III.        Calculation of Abatement

 

 

[¶20]   Mother's challenge to the order granting Father's abatement is two-fold.  First, she claims the district court erred by abating Father's child support for time in August when he did not have the children for fifteen (15) consecutive days as required by the abatement statute.  Second, she contends the district court erred by abating Father's support by one-hundred percent (100%) for the summer months. 

 

 

[¶21]   We have not previously set forth a standard of review applicable to orders abating child support.  The parties suggest that the abuse of discretion standard may be appropriate.  See, e.g., Bellamy v. Bellamy, 949 P.2d 875, 876 (Wyo. 1997) (involving the modification of child support and the failure to properly file claims for abatements).  We can also envision appellate review of abatement orders centering upon disputed factual issues, in which case our "clearly erroneous" standard of review would apply.  Hammond v. Hammond, 14 P.3d 199, 203 (Wyo. 2000).  However, such factual issues are not at issue here.  This case rests primarily upon the proper interpretation of the child support abatement statute, Wyo. Stat. Ann. § 20-2-305.  Statutory interpretation presents a question of law, which we review de novo.  Bd. of County Comm'rs v. City of Cheyenne, 2004 WY 16, ¶ 8, 85 P.3d 999, 1002 (Wyo. 2004).

- **Stored rows**:
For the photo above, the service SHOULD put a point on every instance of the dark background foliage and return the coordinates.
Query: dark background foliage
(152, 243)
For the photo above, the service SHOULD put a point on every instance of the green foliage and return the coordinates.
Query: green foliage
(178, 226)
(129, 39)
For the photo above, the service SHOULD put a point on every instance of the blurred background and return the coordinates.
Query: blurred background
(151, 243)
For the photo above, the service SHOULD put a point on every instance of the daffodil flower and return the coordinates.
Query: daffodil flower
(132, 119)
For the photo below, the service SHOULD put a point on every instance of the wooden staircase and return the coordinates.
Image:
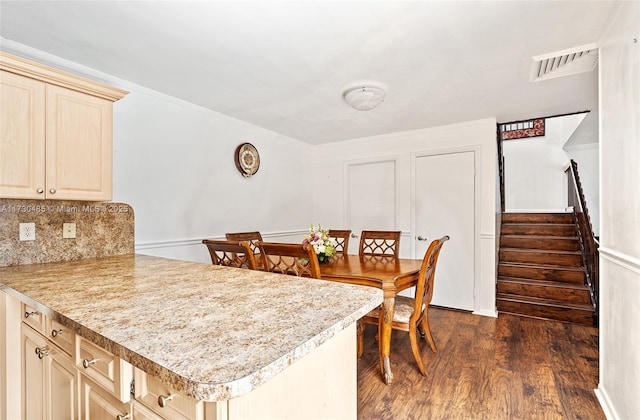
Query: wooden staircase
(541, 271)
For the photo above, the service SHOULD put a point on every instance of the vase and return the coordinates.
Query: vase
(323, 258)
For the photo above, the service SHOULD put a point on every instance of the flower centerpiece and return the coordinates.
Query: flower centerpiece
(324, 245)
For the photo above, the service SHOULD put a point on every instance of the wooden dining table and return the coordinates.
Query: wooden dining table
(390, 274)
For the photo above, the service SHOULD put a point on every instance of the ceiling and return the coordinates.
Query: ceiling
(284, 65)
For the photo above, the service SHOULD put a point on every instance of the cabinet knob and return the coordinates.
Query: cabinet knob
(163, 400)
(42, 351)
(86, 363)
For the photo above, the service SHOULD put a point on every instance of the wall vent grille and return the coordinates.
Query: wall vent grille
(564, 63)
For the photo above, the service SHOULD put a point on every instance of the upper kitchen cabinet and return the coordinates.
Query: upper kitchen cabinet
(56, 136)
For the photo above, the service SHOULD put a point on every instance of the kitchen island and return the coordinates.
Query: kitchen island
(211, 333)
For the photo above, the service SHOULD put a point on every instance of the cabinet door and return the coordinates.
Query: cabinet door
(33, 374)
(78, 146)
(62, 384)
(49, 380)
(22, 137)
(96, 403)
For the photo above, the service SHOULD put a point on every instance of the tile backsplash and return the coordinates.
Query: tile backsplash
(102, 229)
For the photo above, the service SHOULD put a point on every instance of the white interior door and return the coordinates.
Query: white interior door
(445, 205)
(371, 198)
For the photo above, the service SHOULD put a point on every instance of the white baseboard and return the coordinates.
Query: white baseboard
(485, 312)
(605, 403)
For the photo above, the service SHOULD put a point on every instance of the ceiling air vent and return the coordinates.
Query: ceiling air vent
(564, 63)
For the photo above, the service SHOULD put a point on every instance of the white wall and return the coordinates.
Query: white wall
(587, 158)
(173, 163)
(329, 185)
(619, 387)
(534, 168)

...

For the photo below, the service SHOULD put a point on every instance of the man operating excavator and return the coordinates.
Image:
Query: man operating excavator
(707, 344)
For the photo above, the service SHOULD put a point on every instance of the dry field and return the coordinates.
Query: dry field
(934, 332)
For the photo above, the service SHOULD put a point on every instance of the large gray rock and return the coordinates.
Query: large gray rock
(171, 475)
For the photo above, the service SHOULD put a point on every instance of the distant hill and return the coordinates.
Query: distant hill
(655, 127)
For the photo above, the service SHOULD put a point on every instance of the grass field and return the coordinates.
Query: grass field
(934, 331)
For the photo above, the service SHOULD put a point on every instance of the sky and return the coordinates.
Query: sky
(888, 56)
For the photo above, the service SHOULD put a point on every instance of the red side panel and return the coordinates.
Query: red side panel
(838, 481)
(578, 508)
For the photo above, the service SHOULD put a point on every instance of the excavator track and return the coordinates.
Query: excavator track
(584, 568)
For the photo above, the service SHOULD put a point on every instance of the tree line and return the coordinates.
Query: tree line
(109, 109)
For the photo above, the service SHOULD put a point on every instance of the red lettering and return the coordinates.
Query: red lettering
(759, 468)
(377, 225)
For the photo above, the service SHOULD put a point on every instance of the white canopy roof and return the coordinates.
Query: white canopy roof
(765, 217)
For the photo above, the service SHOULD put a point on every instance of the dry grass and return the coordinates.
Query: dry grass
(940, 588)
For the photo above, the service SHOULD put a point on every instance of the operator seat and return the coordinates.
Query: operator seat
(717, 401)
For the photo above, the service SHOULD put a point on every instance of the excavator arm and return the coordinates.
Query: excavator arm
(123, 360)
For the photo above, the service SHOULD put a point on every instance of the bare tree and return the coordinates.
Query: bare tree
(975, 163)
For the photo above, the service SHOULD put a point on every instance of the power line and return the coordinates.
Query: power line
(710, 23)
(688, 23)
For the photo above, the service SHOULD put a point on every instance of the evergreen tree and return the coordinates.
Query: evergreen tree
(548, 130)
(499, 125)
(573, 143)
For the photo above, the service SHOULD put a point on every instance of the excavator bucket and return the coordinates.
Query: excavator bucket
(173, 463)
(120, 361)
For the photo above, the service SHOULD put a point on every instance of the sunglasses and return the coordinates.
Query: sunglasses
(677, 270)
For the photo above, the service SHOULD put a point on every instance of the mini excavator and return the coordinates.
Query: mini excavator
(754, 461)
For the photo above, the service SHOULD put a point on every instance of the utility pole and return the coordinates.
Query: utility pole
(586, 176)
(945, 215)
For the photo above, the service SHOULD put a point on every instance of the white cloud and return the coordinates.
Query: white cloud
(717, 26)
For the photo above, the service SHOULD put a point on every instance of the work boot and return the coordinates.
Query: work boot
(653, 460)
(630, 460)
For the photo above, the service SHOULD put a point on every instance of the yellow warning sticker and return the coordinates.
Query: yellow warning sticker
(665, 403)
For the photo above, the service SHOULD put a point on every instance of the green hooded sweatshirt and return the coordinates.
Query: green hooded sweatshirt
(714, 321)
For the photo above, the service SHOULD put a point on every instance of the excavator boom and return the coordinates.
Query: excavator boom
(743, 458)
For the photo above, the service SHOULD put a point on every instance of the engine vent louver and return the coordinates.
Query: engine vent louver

- **Directions**:
A: In the abatement passage, what standard of review does the court use for statutory interpretation?
B: Transcribe the abatement passage between "[¶20]   Mother's challenge" and "the summer months.", inclusive.
Answer from the abatement passage alone.

- **Answers by task**:
A: De novo, because statutory interpretation is a question of law.

B:
[¶20]   Mother's challenge to the order granting Father's abatement is two-fold.  First, she claims the district court erred by abating Father's child support for time in August when he did not have the children for fifteen (15) consecutive days as required by the abatement statute.  Second, she contends the district court erred by abating Father's support by one-hundred percent (100%) for the summer months.